***** Given text

[mlpack-git] master: A tighter, but random, prune. Minor speedup. Also add a commented-out check for the lower bounds, and fix a minor bug that screwed them up. (01ec8a5)

gitdub at big.cc.gt.atl.ga.us gitdub at big.cc.gt.atl.ga.us
Thu Mar 12 16:05:06 EDT 2015


Repository : https://github.com/mlpack/mlpack

On branch  : master
Link       : https://github.com/mlpack/mlpack/compare/eddd7167d69b6c88b271ef2e51d1c20e13f1acd8...70342dd8e5c17e0c164cfb8189748671e9c0dd44

>---------------------------------------------------------------

commit 01ec8a54be0e047cfd45872d391ff59715799051
Author: Ryan Curtin <ryan at ratml.org>
Date:   Tue Feb 24 17:40:27 2015 -0500

    A tighter, but random, prune. Minor speedup. Also add a commented-out check for the lower bounds, and fix a minor bug that screwed them up.


>---------------------------------------------------------------

01ec8a54be0e047cfd45872d391ff59715799051
 src/mlpack/methods/kmeans/dtnn_kmeans_impl.hpp | 62 +++++++++++++++++++++++++-
 src/mlpack/methods/kmeans/dtnn_rules_impl.hpp  | 10 ++++-
 2 files changed, 69 insertions(+), 3 deletions(-)

**********
***** Information shown

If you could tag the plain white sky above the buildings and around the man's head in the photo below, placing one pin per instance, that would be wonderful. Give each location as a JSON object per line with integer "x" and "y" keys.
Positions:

**********

-- Study questions --
A. List every distinct 40-character commit hash in the mlpack commit notice, giving each once.
B. Return the part of the mlpack commit notice from "[mlpack-git] master: A" up to and including "them up. (01ec8a5)", with nothing changed.

-- Outputs in order --
A.
01ec8a54be0e047cfd45872d391ff59715799051
eddd7167d69b6c88b271ef2e51d1c20e13f1acd8
70342dd8e5c17e0c164cfb8189748671e9c0dd44

B.
[mlpack-git] master: A tighter, but random, prune. Minor speedup. Also add a commented-out check for the lower bounds, and fix a minor bug that screwed them up. (01ec8a5)